• Given data
= = =

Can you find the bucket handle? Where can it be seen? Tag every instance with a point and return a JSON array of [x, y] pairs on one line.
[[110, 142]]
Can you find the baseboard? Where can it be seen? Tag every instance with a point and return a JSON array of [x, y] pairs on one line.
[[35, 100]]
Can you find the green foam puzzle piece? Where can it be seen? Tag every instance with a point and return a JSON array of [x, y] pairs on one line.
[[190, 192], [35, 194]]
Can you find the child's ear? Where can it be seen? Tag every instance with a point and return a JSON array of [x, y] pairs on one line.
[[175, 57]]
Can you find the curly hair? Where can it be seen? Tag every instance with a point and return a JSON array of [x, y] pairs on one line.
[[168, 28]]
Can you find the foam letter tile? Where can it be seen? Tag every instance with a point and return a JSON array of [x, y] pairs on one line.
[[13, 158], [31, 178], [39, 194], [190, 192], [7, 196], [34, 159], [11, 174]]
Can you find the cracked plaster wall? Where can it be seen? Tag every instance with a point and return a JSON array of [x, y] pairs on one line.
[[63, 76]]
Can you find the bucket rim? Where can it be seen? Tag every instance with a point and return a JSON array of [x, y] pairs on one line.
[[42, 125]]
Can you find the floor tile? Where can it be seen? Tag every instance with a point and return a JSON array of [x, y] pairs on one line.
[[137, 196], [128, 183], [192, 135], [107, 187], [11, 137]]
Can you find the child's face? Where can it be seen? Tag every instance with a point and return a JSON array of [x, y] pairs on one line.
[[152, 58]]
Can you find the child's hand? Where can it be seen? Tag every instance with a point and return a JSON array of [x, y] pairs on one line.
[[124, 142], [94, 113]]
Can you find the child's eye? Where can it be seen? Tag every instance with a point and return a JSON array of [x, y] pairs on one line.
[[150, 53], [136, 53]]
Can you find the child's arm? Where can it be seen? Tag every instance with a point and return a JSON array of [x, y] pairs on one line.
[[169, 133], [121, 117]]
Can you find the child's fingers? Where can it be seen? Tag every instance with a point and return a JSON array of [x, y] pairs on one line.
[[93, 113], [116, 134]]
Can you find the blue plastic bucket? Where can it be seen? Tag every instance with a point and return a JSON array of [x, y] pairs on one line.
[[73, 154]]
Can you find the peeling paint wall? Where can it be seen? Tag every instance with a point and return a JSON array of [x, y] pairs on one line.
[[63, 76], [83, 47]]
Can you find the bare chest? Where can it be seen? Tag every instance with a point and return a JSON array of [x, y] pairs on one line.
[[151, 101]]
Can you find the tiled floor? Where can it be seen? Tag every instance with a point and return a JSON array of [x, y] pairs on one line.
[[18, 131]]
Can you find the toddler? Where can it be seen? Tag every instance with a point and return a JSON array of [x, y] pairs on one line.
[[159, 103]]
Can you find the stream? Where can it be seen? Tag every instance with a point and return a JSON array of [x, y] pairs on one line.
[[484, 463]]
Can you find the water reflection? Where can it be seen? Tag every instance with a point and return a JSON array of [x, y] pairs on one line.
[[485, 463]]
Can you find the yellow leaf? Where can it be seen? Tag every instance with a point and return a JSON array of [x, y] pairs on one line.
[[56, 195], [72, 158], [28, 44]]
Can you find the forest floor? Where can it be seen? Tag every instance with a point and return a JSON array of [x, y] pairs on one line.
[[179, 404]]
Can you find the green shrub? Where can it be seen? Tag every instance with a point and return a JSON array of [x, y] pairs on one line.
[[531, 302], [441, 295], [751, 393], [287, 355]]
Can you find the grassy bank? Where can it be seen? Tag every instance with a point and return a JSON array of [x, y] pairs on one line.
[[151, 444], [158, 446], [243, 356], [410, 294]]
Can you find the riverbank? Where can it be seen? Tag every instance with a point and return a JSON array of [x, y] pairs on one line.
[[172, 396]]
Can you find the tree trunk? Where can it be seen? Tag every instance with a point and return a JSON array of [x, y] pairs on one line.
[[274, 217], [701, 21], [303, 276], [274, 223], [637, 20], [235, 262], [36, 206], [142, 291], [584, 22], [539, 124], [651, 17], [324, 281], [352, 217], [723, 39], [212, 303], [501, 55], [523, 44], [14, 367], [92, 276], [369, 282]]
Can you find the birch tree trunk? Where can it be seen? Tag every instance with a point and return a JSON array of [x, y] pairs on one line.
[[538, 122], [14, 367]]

= = =

• What to produce
Can you write out all of the material again, substituting "Mark each occurrence with a point" for "Tag every instance with a point" everywhere it occurs and keeping everything else the same?

• Solution to the exercise
Can you find the bucket handle? Where can it be seen? Mark each occurrence with a point and return a JSON array of [x, y] pairs on one line.
[[110, 142]]
Can you find the baseboard? Where can it be seen? Mark each occurrence with a point and return a JSON array of [x, y] pairs on one line.
[[35, 100]]
Can you find the green foam puzzle piece? Where can it be seen? Mark each occurrence with a point and return a JSON array of [x, y] pairs on one line.
[[190, 192], [35, 194]]
Can you find the child's ear? Where can it be seen? Mark each occurrence with a point and return a JSON array of [x, y] pairs on one line.
[[175, 57]]
Can you find the curly hair? Where can it be seen? Mark each occurrence with a point and return a JSON array of [x, y] pairs on one line.
[[168, 28]]
Can you find the foam letter tile? Where can it be seen? Mark each occurrence with a point and return a JSON array of [x, y] pairs on one line.
[[13, 158], [31, 178], [39, 194], [190, 192], [7, 196], [34, 159], [11, 174]]
Can you find the cracked plaster wall? Where can it be seen? Mark each occurrence with a point and return a JSON array of [x, y] pairs on one line.
[[63, 76]]
Can you find the bucket rim? Where can it be seen? Mark each occurrence with a point and return a JSON array of [x, y] pairs on one line.
[[42, 125]]
Can you find the floor tile? Where can it be seen? Mark each occurrence with a point and return a JSON array of [x, y] pairs on one line.
[[137, 196], [128, 183], [192, 135], [107, 187], [11, 137]]
Can you find the child's face? Where can it be seen? Mark each occurrence with a point and return a JSON array of [x, y] pairs on one line.
[[152, 58]]
Can you find the child's hand? Where can it be seen? Mark each occurrence with a point and return a JSON array of [x, y] pairs on one line.
[[124, 142], [94, 113]]
Can you find the child's eye? Where can it be seen? Mark each occurrence with a point and return a JSON array of [x, y] pairs on one line.
[[150, 53], [136, 53]]
Can you find the child's arm? Where can it be seen? Mark each occurrence with a point and return a JSON array of [x, y] pairs on one line.
[[169, 133], [121, 117]]
Can you find the child's fingers? Where can it be seen? Mark each occurrence with a point and return a JSON array of [x, y] pairs on one line.
[[93, 113], [116, 134]]
Can you find the blue plastic bucket? Where can it be seen? Mark each occurrence with a point and return a JSON array of [x, y] pairs on one line.
[[73, 154]]
Can you find the peeling paint wall? Where can it be seen? Mark each occurrence with a point and return a JSON array of [x, y] pairs on one line.
[[63, 76], [83, 47]]
Can you find the bare chest? Where can it be seen? Mark each occurrence with a point and return a JSON array of [x, y] pairs on one line.
[[151, 101]]
Can you find the tiled floor? Where can it be seen? Mark each occurrence with a point and return a JSON array of [x, y] pairs on one line.
[[18, 131]]
Can you find the toddler? Where can it be seen? Mark each occurrence with a point and return a JSON array of [x, y] pairs on one line.
[[159, 103]]
Can you find the stream? Where can it be seen? Mark each occurrence with a point and return a JSON array of [x, y] pairs on one line.
[[484, 463]]
Can you find the water reflection? Where can it be seen? Mark each occurrence with a point and return a JSON array of [x, y] pairs on one line.
[[485, 463]]
Can you find the yellow leaf? Where can it be seen? Mark each occurrence with a point and return a JSON array of [x, y] pairs on one line.
[[56, 195], [72, 158], [28, 44]]
Can you find the forest floor? Where can it be seen? Mark each occurrence with a point and return a JSON array of [x, y] pairs on one line.
[[179, 404]]
Can you find the green shrub? Where can it be seen? Mark each occurrence with a point and return a JSON array of [x, y] pairs on one line.
[[531, 302], [441, 295], [751, 393], [287, 355]]
Can you find the grassy bank? Where can it be seen? Mark each occurrence with a point and return a JSON array of [x, y] pairs on one line.
[[151, 444], [158, 446], [243, 356], [410, 294]]
Can you find the riverbank? Where can it be seen? Mark each occurrence with a point and return a JSON array of [x, y] pairs on one line.
[[172, 396]]
Can you find the tree trunk? Where can it be seen? Mark each occurrence with a point and return a JSON array of [x, y] pairs on one line.
[[274, 217], [701, 21], [303, 276], [274, 223], [637, 20], [235, 262], [36, 206], [142, 291], [584, 22], [539, 124], [651, 17], [324, 281], [352, 217], [723, 39], [212, 303], [501, 55], [523, 44], [14, 367], [92, 276], [369, 282]]
Can you find the birch tree trunk? Where can it be seen? Mark each occurrence with a point and return a JSON array of [x, y] pairs on one line.
[[538, 122], [14, 367]]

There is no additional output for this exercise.